[Data to use]:

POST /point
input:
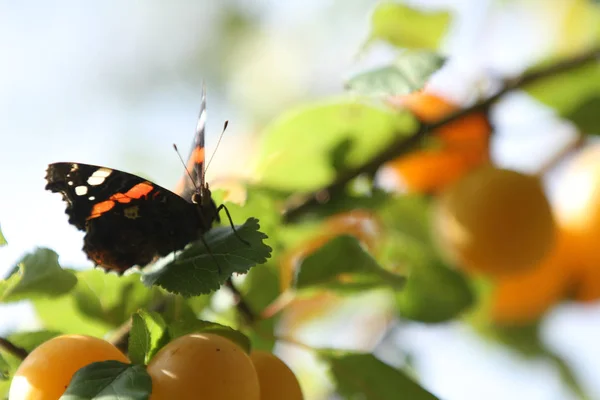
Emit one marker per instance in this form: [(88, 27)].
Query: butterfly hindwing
[(128, 220)]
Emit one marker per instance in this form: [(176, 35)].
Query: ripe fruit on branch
[(494, 221), (578, 212), (47, 370), (277, 381), (459, 147), (203, 366)]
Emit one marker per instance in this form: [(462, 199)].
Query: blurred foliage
[(352, 240)]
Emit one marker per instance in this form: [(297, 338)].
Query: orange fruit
[(525, 296), (277, 381), (461, 146), (203, 366), (423, 171), (494, 221), (47, 371), (578, 212)]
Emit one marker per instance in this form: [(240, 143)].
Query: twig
[(405, 144), (241, 305), (120, 337), (10, 348)]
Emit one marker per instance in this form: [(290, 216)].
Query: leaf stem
[(240, 303), (405, 144), (11, 348)]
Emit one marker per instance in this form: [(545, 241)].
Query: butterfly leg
[(211, 254), (222, 207)]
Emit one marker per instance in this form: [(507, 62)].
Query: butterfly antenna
[(184, 166), (217, 146)]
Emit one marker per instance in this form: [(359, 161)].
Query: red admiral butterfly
[(129, 220)]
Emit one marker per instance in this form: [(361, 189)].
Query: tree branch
[(10, 348), (406, 144)]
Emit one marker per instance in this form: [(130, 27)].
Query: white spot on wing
[(81, 190), (99, 176)]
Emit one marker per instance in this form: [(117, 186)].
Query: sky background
[(116, 83)]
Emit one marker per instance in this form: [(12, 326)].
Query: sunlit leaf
[(196, 326), (148, 334), (407, 74), (568, 91), (406, 27), (109, 380), (298, 149), (110, 298), (362, 376), (39, 276), (434, 293), (195, 271), (343, 264), (3, 241), (4, 369)]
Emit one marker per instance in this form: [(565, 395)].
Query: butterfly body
[(129, 220)]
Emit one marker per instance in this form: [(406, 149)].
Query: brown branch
[(406, 144), (10, 348)]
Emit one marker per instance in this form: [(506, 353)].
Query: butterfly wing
[(193, 179), (128, 220)]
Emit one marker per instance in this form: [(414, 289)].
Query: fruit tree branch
[(406, 144)]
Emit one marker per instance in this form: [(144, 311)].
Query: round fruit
[(458, 147), (495, 221), (578, 212), (203, 366), (277, 381), (47, 370), (525, 297)]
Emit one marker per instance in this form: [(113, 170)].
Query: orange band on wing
[(136, 192), (101, 208), (139, 190), (198, 155)]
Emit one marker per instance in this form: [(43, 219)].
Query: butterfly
[(129, 220)]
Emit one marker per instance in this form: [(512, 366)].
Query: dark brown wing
[(192, 183), (128, 220)]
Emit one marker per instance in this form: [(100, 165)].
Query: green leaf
[(343, 264), (99, 302), (4, 369), (109, 380), (586, 117), (195, 272), (182, 328), (260, 288), (410, 72), (3, 241), (63, 314), (403, 26), (148, 334), (111, 298), (298, 149), (434, 293), (362, 376), (568, 91), (39, 275)]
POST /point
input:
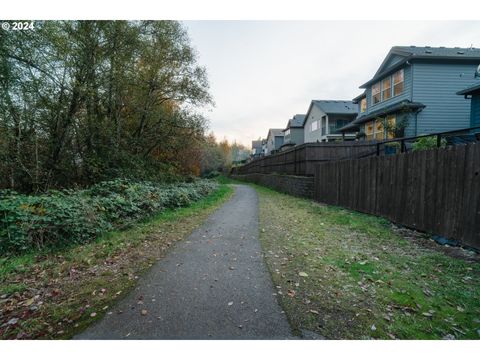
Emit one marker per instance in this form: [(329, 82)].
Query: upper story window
[(391, 121), (376, 95), (369, 129), (389, 87), (363, 105), (379, 131), (398, 80), (386, 88)]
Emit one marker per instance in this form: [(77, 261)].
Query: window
[(379, 131), (386, 88), (324, 125), (376, 96), (369, 130), (398, 79), (337, 125), (391, 121), (363, 105)]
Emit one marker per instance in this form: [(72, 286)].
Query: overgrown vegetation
[(88, 101), (429, 142), (63, 218), (55, 294), (346, 275)]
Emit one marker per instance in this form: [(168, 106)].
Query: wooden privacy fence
[(302, 159), (436, 191)]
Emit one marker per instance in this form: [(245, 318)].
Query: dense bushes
[(59, 218)]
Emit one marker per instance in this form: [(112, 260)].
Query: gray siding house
[(257, 150), (274, 140), (293, 133), (414, 91), (325, 117)]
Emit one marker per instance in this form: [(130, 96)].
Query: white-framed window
[(376, 94), (391, 121), (389, 87), (369, 126), (379, 130), (398, 82), (386, 88), (363, 105)]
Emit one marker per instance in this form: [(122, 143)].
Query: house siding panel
[(405, 95), (296, 136), (435, 86), (475, 111), (314, 115)]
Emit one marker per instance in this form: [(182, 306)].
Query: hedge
[(60, 218)]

[Exercise aim]: Pull out the lines starting at the very first one and ending at the line that contains "[(193, 179), (128, 220)]", both included, and copy them word for word. Leave the picture out of your answer.

[Result of this task]:
POST /point
input:
Emit one marker per instance in this form: [(88, 27)].
Query: butterfly hindwing
[(128, 220)]
Emit one marker per instance in this form: [(176, 35)].
Query: ripe fruit on branch
[(494, 221), (578, 212), (47, 370), (277, 381), (459, 147), (203, 366)]
Emit one marker per instance in this form: [(462, 199)].
Query: blurred foliage
[(352, 240)]
Emit one marker per instance in this form: [(297, 338)].
Query: orange fruit
[(525, 296), (277, 381), (461, 146), (203, 366), (423, 171), (494, 221), (47, 371), (578, 212)]
Emit one marker per instance in this form: [(240, 143)].
Query: twig
[(405, 144), (241, 305), (120, 337), (10, 348)]
Emit one marker per instance in this form: [(290, 216)].
Query: leaf stem
[(240, 303), (405, 144), (11, 348)]
Emit one marker per instance in this form: [(545, 241)].
Query: butterfly leg
[(211, 254), (222, 207)]
Emit one marker per instance in this form: [(507, 62)].
Query: butterfly antenna
[(184, 166), (217, 146)]
Emit one marker per instance in this form: [(359, 161)].
Query: red admiral butterfly
[(129, 220)]
Emit one marker per instance in this form: [(361, 189)].
Query: tree branch
[(10, 348), (406, 144)]
Emit one marker per instance in this form: [(130, 27)].
Query: white spot on wing
[(81, 190), (99, 176)]
Emit one marker per instance in this form: [(117, 186)].
Query: sky background
[(116, 83)]
Emit one marker per instance in this form: [(12, 326)].
Query: sunlit leaf
[(196, 326), (148, 334), (407, 74), (568, 91), (406, 27), (109, 380), (298, 149), (110, 298), (362, 376), (39, 276), (434, 293), (195, 271), (343, 264), (3, 241), (4, 369)]
Emit one marker per instance in this form: [(565, 395)].
Query: butterfly body
[(129, 220)]
Emit one marker per instance in this form: [(406, 149)].
Query: brown branch
[(406, 144), (10, 348)]
Emit one marker per instance in this form: [(506, 353)].
Query: butterfly wing
[(193, 179), (128, 220)]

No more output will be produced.